Part of a data file:
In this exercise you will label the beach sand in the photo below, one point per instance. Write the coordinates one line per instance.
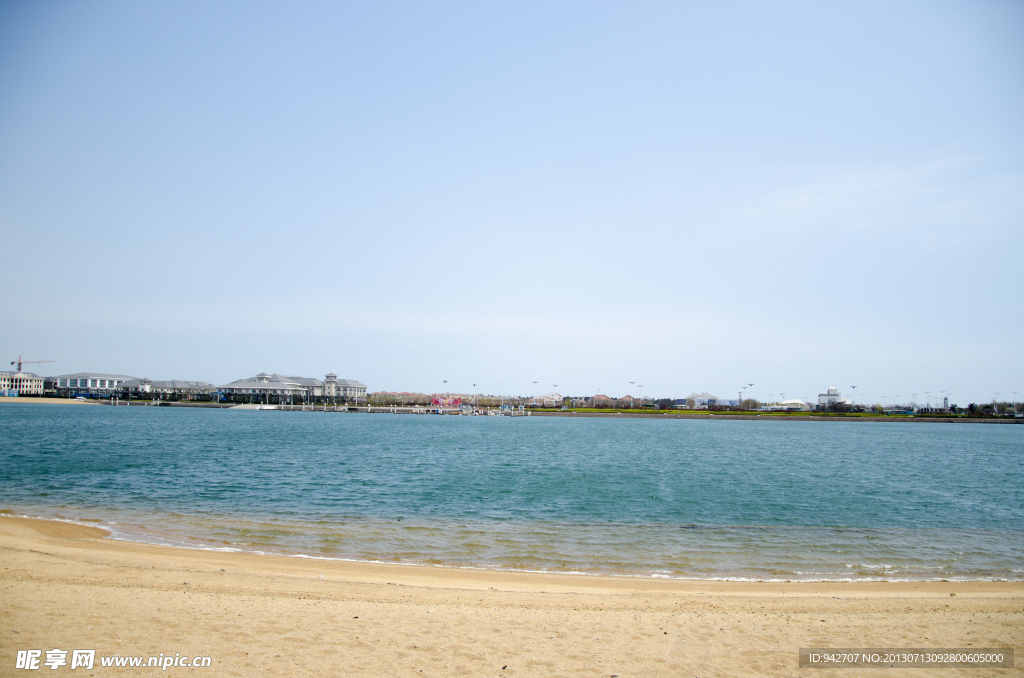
(66, 586)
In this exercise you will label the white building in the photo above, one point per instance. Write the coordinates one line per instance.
(20, 383)
(343, 388)
(787, 406)
(273, 384)
(706, 399)
(92, 382)
(179, 387)
(833, 397)
(549, 399)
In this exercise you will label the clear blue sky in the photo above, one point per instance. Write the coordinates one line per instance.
(690, 197)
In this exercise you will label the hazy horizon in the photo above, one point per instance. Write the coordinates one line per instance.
(686, 197)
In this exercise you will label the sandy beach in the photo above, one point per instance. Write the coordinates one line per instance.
(67, 586)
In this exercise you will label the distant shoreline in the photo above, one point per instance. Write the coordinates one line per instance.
(752, 417)
(614, 414)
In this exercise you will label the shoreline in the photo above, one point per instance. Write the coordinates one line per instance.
(724, 416)
(173, 540)
(69, 586)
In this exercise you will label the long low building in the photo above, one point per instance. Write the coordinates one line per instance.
(276, 385)
(20, 383)
(92, 382)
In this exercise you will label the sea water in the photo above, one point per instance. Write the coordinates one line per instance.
(634, 497)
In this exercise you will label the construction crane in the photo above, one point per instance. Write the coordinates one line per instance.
(18, 362)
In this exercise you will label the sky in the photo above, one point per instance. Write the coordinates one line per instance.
(519, 197)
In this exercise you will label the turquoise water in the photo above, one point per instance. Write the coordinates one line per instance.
(677, 498)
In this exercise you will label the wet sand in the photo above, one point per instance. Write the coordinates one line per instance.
(67, 586)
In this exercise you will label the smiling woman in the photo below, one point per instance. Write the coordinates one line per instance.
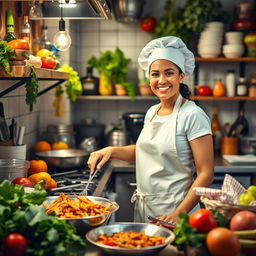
(176, 138)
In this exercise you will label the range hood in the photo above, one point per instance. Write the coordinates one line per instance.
(82, 9)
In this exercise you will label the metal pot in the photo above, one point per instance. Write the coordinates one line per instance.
(127, 10)
(117, 138)
(64, 159)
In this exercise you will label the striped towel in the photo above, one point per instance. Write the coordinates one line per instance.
(228, 193)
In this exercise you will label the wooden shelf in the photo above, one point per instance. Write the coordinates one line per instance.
(224, 98)
(20, 71)
(223, 59)
(115, 97)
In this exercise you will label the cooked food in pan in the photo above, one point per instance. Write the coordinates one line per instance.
(130, 239)
(65, 207)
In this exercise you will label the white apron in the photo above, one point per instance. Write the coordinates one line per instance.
(162, 180)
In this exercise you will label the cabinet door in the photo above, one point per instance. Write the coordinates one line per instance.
(125, 184)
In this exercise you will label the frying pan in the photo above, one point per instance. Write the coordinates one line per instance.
(64, 159)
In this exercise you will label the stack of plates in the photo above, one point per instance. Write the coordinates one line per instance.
(210, 41)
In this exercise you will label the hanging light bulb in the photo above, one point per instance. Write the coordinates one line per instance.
(62, 40)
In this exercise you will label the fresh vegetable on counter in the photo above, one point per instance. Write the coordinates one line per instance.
(219, 240)
(6, 55)
(24, 223)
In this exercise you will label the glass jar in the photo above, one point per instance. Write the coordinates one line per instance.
(241, 87)
(61, 132)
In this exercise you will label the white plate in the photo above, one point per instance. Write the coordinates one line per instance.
(240, 159)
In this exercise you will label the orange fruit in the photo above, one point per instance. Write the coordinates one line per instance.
(53, 183)
(42, 146)
(60, 145)
(37, 166)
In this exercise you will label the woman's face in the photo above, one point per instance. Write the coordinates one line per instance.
(165, 78)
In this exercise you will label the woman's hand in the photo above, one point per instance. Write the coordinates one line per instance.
(98, 158)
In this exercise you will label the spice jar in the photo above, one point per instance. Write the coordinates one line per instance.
(252, 88)
(241, 87)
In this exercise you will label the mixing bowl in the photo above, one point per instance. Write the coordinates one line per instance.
(149, 229)
(85, 224)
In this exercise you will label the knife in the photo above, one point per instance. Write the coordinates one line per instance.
(3, 125)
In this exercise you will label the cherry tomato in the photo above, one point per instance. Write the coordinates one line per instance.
(19, 44)
(204, 90)
(148, 23)
(48, 62)
(22, 181)
(15, 244)
(222, 242)
(203, 220)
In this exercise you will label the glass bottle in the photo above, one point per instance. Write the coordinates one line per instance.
(45, 43)
(216, 129)
(26, 31)
(90, 83)
(241, 87)
(10, 35)
(230, 83)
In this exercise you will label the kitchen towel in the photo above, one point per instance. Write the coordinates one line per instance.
(228, 193)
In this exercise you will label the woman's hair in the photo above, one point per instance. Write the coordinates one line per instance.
(184, 90)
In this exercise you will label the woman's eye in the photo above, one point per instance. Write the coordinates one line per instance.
(169, 73)
(154, 74)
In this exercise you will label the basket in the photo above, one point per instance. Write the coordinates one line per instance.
(227, 210)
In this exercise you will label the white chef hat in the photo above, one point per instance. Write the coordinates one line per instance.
(169, 48)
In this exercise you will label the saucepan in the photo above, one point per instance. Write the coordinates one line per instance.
(65, 159)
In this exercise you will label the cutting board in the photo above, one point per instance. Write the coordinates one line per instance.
(240, 159)
(24, 71)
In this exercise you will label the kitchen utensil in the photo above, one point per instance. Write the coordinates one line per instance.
(91, 176)
(65, 158)
(117, 137)
(164, 223)
(85, 224)
(13, 168)
(5, 133)
(149, 229)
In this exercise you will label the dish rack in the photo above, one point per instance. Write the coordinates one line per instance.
(227, 210)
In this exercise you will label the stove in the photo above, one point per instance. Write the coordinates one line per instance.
(74, 182)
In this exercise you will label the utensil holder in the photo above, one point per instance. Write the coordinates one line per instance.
(229, 146)
(13, 152)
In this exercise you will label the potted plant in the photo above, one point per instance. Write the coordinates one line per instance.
(113, 68)
(190, 19)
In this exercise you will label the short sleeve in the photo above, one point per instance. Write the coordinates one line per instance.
(197, 124)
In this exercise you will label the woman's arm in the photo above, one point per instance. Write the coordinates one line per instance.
(98, 158)
(202, 150)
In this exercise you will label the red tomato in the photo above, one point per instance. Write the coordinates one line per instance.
(243, 220)
(148, 23)
(22, 181)
(203, 220)
(204, 90)
(222, 242)
(48, 62)
(15, 244)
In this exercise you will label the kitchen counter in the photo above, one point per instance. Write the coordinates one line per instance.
(95, 251)
(221, 168)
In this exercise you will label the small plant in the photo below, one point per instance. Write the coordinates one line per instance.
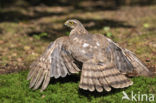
(107, 31)
(146, 25)
(39, 36)
(67, 33)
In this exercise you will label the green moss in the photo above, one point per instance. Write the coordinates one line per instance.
(15, 89)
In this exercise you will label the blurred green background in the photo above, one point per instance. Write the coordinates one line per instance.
(28, 26)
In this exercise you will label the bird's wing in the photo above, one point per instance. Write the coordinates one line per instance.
(54, 62)
(98, 76)
(125, 60)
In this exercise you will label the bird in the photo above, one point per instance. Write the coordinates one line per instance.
(103, 64)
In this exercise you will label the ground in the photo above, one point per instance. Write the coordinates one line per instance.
(25, 33)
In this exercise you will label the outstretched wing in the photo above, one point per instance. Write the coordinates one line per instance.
(54, 62)
(126, 61)
(102, 76)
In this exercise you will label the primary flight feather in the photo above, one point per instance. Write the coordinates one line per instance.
(104, 64)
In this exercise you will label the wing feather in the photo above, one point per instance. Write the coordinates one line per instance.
(50, 64)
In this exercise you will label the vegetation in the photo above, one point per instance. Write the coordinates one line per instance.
(14, 89)
(25, 33)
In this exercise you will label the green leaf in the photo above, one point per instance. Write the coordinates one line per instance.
(109, 34)
(106, 28)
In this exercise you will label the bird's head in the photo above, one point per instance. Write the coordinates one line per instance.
(72, 23)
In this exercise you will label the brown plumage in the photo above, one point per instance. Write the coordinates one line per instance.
(104, 63)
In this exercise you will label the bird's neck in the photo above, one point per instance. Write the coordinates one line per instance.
(79, 30)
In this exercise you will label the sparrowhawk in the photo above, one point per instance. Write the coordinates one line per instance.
(104, 64)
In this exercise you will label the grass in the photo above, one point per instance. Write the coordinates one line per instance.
(14, 89)
(23, 38)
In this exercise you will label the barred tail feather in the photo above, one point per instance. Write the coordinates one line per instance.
(139, 67)
(102, 77)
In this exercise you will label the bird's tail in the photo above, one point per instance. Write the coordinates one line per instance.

**AIM OF THE TASK**: Exactly reproduce the lines beginning with the one that contains "In this exercise you will label the wing" and ending with the last line of the material, both included. Leave out everything else.

**REPLY TO THE EXERCISE**:
In this exercise you will label the wing feather in the photo above, one point per instance. Write the coordinates one line per instance.
(50, 64)
In this exercise you will label the vegetation in the photo above, one point per instance. Write the coordinates one line per instance.
(14, 89)
(25, 33)
In this exercise you will label the green leaf in the photo above, one point per instance. Write the coordinates one line per instance.
(109, 34)
(106, 28)
In this exercise you will label the bird's head in the photo above, one point per instance. Write the coordinates one line per instance.
(72, 23)
In this exercise you will label the brown plumage in the photo above, one point per instance. Write the coordinates one line per instance.
(104, 63)
In this exercise you will label the bird's neck in the photo above, one point per instance. Write the coordinates one line per instance.
(79, 30)
In this exercise you will label the sparrowhawk in the photo above, one point per instance. Write the coordinates one line per instance.
(104, 64)
In this exercise you will label the grass in the photo above, one point per instance. Write the coordinates one line per instance.
(14, 89)
(23, 38)
In this exercise you will label the barred tail feather in the photo above, one point per instance. Write the coordinates one line per instance.
(139, 67)
(102, 77)
In this exercise you will label the bird's tail in the photo above, one point per instance. Write the coordinates one line per instance.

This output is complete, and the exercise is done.